**Problem to work on:**
State how many lines in the listing below hold the string "football"; nothing else is wanted.

○ ○ ○ ○

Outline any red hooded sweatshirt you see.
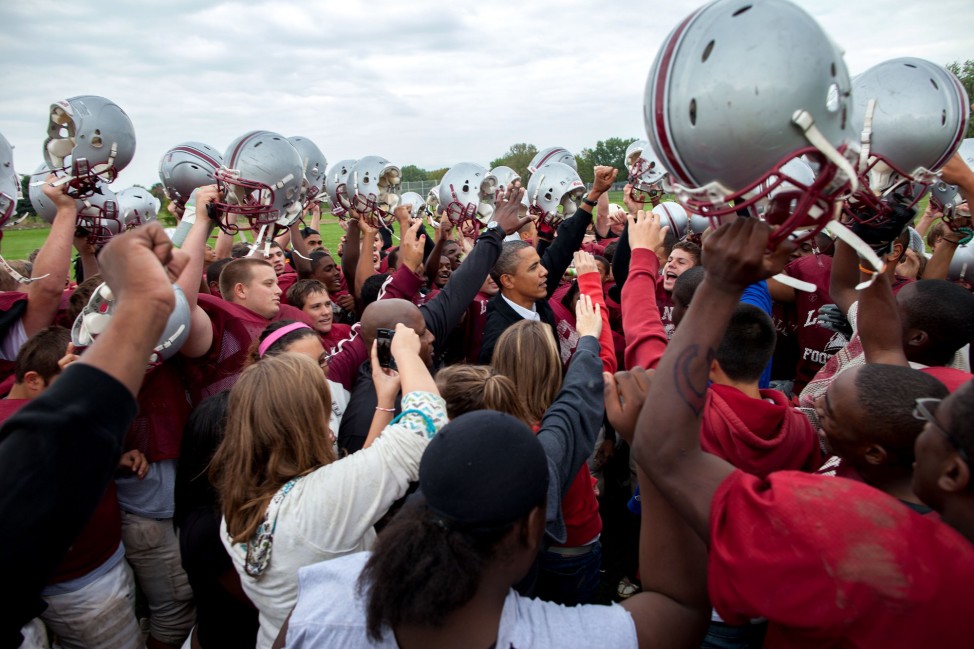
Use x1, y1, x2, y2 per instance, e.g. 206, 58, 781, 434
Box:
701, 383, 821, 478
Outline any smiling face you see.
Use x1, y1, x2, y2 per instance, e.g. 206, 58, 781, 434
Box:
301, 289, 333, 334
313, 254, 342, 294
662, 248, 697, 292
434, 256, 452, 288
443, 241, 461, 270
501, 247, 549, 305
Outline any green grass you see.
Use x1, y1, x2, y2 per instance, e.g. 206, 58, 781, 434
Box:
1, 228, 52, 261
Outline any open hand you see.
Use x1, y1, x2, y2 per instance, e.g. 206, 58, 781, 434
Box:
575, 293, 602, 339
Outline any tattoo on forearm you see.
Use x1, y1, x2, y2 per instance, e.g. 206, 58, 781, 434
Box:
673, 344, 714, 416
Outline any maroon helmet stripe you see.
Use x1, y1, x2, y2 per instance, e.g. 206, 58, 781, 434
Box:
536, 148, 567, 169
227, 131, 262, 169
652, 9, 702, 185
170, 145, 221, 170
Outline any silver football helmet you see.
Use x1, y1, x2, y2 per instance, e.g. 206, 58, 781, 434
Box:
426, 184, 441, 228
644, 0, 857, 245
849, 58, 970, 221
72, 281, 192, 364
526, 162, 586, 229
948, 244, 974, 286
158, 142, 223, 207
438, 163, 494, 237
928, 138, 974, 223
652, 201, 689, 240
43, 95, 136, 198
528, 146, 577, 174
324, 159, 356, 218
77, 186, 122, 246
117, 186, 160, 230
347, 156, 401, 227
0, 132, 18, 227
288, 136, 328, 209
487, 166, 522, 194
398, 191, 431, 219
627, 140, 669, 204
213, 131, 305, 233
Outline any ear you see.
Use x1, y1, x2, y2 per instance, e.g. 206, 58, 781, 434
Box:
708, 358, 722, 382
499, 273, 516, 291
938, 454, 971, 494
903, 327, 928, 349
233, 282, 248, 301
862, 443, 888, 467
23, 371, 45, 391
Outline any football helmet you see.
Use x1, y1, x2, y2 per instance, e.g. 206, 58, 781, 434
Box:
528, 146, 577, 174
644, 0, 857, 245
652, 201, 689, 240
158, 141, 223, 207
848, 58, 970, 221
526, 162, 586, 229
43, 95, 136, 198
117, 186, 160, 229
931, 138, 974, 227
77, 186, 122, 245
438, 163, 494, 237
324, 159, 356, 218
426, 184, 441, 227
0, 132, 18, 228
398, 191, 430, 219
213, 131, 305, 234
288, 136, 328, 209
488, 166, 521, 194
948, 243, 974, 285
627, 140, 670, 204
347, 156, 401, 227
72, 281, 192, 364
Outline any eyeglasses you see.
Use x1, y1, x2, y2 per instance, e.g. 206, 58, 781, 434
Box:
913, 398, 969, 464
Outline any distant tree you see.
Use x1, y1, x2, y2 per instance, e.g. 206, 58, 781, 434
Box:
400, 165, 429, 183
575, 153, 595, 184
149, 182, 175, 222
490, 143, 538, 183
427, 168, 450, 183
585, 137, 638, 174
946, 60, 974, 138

○ ○ ○ ○

**Exercise response:**
2